Parts of the exercise:
• A. Using the piece on government cuts, answer these:
(i) From where was last night's Any questions broadcast?
(ii) How much extra did George Osborne want to cut off the welfare budget?
(iii) Which year does the writer fear this winter of discontent will be as bad as?
• B. Rewrite everything in the piece on government cuts from "Is this joined" down to "driving interest rates up.", changing "phlegmatic" to "calm".

Reading text:
_ _ _
Cuts will hit poor 10 times harder than rich – report.   This was the headline in this morning Guardian.  Well, of course they will!  It’s common sense, if the government makes cuts in public spending, it’s the poor,  many of whom are single parents and pensioners, who will suffer most.  They’ll suffer most because they do not have reserve capacity and so they desperately need the extra that benefits provide.   The rich have got their own private sources of funds and while they might miss out on a foreign holiday or delay buying a new car, they will not experience real hardship.  

Last night’s Any questions was broadcast from Sheffield High School on the borders of Nick Clegg’s constituency.  The panel agreed that Sheffield, which is still recovering from the collapse of steel and mining industries in the eighties, will suffer more than most cities from the cuts.   Fourteen miles to the south and west in the picturesque vales of Derbyshire around the Chatsworth Estate, there will be scarce a scratch.  Indeed, this morning as I ran past the Carleton Gate, a notice advertised £1000 reward for information leading to the recovery of a precious African Grey Parrot on long term medication.  It’s a different world down here.  But I still get an embarrassing cheque for winter fuel allowance, free bus travel and reductions on the train!   

I voted for this government.  I wanted to get away from the adversarial bickering of party politics and have a real mature consensus.  I reasoned that there wasn’t much to choose between the parties and when it came down to it.  Surely, men and women of slightly different persuasions would be able to work together for the good of the country.  And that, by and large seems to be happening, but I and millions of others hadn’t quite realised how draconian the cuts might be. 

Just this last week, George Osborne announced that he wanted to cut an extra 4 billion off the welfare budget (over and above the 11 billion planned) by making it much harder for people to remain on unemployment benefit long term,  VAT has been increased, Vince Cable announced that Royal Mail delivery services could be sold off with many thousands of job losses, and front line services in the police may go with £40,000 job losses.   Funding for schools is to be reduced, and unversities do not have the capacity to accept students who would otherwise get in.  This year, even students with four A’s are having to sign on.   And yet, there is no sign of the increased investment that might allow the economy to generate funds and avoid a catastrophic rise in uneployment and poverty.  Such cuts tear at the seams of the social fabric and threaten the release of criminal behaviour and civil unrest.  And yet they’re slashing front line jobs in the police force as well. 

Is this joined up government?  Are ministers talking to each other?  Who’s in charge of publicity anyway?  It doesn’t make sense.     

What does the government expect?  That workers will be phlegmatic about it and say, ‘yes, we’ll do our bit for the country’.  They might have done this 70 years ago with the bombs falling and ‘Winnie’ in charge.   But now?  I fear that  as the cuts go deeper, people will get so angry they will take matters into their own hands.  I fear this oncoming winter of discontent will be every bit as bad as 1979 and Maggie’s no longer in the wings with a rescue package.  Gordon Brown must feel vindicated, although his policy of tax and spend risked economic collapse by driving interest rates up.  

There is a limit to how long government can continue to bleat; ‘It’s the last lot who created the mess.  We’re just trying to clear it up and it’s going to be tough for us all.’  No it’s not; it’s going to be tougher on the poorest among us and the last lot still say they would have done it so differently.  But is that so much Ed Balls?
_ _ _
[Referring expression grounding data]

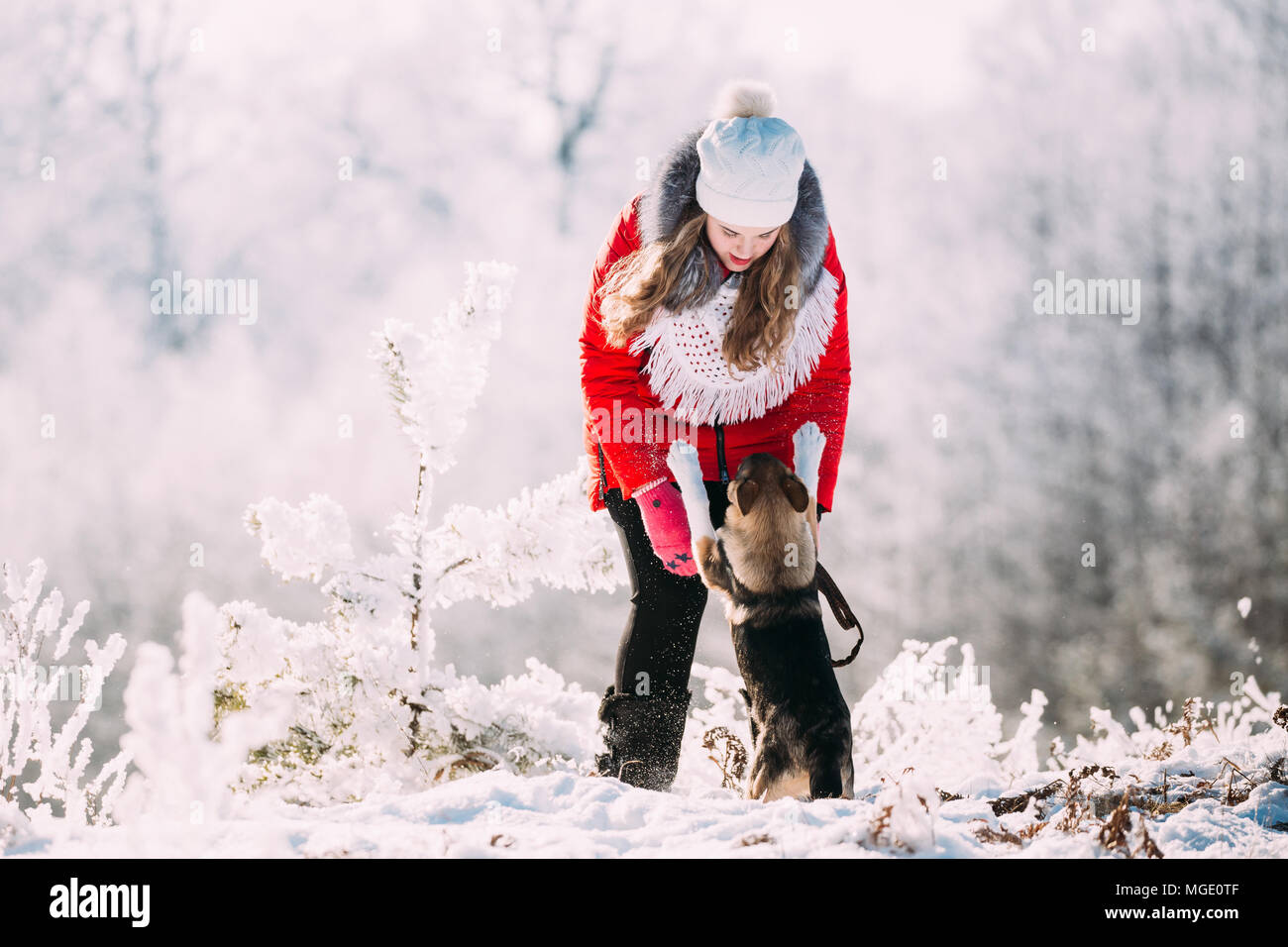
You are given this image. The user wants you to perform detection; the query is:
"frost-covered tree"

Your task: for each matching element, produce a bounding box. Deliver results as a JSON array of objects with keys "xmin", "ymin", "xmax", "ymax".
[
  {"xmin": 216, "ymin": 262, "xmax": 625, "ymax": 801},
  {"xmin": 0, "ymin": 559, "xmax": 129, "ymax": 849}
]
_ _ _
Numbered answers:
• A.
(i) Sheffield High School
(ii) 4 billion
(iii) 1979

• B.
Is this joined up government?  Are ministers talking to each other?  Who’s in charge of publicity anyway?  It doesn’t make sense.     

What does the government expect?  That workers will be calm about it and say, ‘yes, we’ll do our bit for the country’.  They might have done this 70 years ago with the bombs falling and ‘Winnie’ in charge.   But now?  I fear that  as the cuts go deeper, people will get so angry they will take matters into their own hands.  I fear this oncoming winter of discontent will be every bit as bad as 1979 and Maggie’s no longer in the wings with a rescue package.  Gordon Brown must feel vindicated, although his policy of tax and spend risked economic collapse by driving interest rates up.